### Extracted material
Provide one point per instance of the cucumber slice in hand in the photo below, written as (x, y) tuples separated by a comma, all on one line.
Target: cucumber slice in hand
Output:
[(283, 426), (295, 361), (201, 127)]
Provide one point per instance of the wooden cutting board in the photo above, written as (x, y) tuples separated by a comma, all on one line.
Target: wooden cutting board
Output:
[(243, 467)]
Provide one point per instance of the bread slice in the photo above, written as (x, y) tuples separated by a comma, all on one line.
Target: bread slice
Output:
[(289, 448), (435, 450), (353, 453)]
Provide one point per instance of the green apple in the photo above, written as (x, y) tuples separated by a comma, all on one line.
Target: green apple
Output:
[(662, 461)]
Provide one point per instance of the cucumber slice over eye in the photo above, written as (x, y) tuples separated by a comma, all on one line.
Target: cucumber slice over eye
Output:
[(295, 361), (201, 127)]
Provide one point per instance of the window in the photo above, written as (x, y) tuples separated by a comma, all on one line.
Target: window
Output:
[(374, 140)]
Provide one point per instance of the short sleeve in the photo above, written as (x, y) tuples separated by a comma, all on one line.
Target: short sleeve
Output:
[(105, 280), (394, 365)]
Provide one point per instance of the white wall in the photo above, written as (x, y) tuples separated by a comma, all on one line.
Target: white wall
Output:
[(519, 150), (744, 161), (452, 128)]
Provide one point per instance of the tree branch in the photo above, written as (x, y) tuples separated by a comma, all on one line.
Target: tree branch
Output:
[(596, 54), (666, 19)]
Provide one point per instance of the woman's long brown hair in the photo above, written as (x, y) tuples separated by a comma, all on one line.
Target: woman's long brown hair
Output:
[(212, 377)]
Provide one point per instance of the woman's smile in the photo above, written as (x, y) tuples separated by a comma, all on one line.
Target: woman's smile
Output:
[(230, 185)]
######
:: What you have to do ::
Each line of the entries that contains the word "brown" should be listed.

:: Problem solution ::
Provide one point per instance of the woman's long brown hair in the photo above, written as (x, y) tuples separated by a comma, all on one line.
Target: woman's long brown hair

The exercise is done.